**The task**
Find each line of the listing below that contains the string "target" and copy those lines out in full. Case counts.

(Dataset entries)

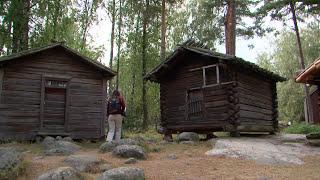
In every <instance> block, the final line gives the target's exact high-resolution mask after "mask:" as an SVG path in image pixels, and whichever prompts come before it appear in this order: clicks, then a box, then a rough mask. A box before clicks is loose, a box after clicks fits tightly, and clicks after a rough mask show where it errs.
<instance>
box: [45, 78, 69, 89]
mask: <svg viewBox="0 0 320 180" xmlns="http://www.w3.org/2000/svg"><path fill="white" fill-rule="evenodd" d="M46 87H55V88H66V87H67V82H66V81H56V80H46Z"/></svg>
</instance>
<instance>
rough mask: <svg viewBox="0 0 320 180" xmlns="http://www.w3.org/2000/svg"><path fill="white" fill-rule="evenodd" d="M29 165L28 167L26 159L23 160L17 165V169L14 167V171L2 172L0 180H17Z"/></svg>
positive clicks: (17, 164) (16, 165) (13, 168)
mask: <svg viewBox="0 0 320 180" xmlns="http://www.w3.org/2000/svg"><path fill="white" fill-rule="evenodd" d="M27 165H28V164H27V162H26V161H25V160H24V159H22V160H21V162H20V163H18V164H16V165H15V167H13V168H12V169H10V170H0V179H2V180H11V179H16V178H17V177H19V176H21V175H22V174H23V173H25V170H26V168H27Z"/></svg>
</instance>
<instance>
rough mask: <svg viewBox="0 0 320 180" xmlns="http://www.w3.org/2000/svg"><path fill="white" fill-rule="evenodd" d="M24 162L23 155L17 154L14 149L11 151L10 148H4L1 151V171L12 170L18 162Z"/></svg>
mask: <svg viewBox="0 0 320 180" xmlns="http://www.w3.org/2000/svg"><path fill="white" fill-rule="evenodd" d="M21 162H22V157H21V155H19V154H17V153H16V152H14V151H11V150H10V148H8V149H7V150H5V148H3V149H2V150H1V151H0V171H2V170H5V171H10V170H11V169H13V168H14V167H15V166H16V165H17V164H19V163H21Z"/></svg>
...
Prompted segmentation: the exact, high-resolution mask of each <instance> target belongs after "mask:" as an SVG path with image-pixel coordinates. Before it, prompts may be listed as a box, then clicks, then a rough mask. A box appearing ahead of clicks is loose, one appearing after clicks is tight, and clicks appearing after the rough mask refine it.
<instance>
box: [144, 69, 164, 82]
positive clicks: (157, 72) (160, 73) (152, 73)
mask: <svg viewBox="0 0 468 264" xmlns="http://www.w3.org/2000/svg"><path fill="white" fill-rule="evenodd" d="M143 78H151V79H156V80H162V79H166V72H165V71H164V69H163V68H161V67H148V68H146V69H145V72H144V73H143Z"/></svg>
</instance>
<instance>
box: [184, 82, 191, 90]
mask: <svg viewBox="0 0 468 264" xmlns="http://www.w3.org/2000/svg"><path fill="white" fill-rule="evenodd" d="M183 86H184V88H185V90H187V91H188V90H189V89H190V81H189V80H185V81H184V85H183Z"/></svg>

**Task output**
In every <instance> block, the final line gives the target's exact high-resolution mask after "mask:" as an SVG path in image pixels, and whichever prompts come before it appear in this order: clicks, then a box, then a rough mask. A box before clicks is loose, a box after clicks fits tightly, and clicks after a rough mask show where it errs.
Prompted segmentation: the exact, high-resolution mask of each <instance> target belongs after "mask:" as an SVG path with image-pixel coordinates. Before it, prompts may be listed as a box, then clicks, then a rough mask. A box appearing ahead of clicks is loose, one appearing after clicks is tight, and clicks appearing after the rough mask refine it.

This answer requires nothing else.